--- Start SELECTION ---
Spurious thoughts and idle musings from the sports week just past ...

 

Larry Eustachy, I wanna party with you, dude ... Okay, so the Iowa State hoops coach partied hardy with some Mizzou students back in January.  And yes, that's him in the picture nursing post-game brewskis and kissing the pretty coeds.  Rumor has it he also got a little jiggy with it at a K-State frat party over a year ago.  But everyone's missing the pattern here ... He lives in Iowa.  He leaves Iowa.  He parties.  He comes back to Iowa.  He leaves again.  He parties.  Hell, you would too if your peeps were Radar O'Reilly, Tom Arnold and Ray Kinsella's in-laws.  Every chance you'd get.  Buh-bye, Larry.
--- End SELECTION ---
--- Start DATASET EXCERPTS ---
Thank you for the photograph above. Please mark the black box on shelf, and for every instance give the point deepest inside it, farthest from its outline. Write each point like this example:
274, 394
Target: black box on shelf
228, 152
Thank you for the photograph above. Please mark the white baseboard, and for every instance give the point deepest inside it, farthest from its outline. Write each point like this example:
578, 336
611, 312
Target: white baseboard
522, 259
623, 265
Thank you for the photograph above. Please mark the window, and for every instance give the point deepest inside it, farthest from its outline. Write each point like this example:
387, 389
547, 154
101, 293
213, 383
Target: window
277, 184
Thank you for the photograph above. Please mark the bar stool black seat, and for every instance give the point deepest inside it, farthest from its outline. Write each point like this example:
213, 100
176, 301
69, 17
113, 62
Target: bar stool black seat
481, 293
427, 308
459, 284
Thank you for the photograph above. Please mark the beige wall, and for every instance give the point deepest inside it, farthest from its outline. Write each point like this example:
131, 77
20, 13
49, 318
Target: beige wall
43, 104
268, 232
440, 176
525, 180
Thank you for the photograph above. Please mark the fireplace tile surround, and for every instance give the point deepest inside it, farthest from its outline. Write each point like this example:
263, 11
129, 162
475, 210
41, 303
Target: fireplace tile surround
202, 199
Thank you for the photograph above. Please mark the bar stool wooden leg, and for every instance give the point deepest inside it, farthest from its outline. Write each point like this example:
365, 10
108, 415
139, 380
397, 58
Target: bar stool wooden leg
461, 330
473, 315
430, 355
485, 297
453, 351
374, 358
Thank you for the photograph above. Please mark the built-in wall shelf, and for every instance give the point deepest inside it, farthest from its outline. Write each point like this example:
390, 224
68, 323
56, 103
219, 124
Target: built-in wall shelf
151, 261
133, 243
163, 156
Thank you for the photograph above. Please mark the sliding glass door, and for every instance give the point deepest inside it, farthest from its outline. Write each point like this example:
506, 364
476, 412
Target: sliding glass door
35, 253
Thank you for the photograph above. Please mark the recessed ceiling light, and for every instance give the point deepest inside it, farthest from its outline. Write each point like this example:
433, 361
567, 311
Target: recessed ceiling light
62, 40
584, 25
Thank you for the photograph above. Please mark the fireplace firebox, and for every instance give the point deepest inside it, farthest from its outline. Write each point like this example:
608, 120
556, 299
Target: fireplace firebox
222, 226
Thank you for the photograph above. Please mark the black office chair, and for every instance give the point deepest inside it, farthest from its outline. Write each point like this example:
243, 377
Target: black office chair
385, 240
--- End DATASET EXCERPTS ---
WRITTEN TASKS —
1/ Based on the sports column above, decide whether each statement agrees with it. Answer yes or no, and quote the words of the column that settle each one. (a) The Iowa State coach partied with Mizzou students in January. (b) The K-State fraternity party took place last month. (c) The picture shows him with post-game drinks.
2/ According to the sports column, what position does Larry Eustachy hold?

ANSWERS —
1/
(a) Yes: "the Iowa State hoops coach partied hardy with some Mizzou students back in January"
(b) No: "at a K-State frat party over a year ago"
(c) Yes: "that's him in the picture nursing post-game brewskis"

2/ He is the Iowa State hoops coach.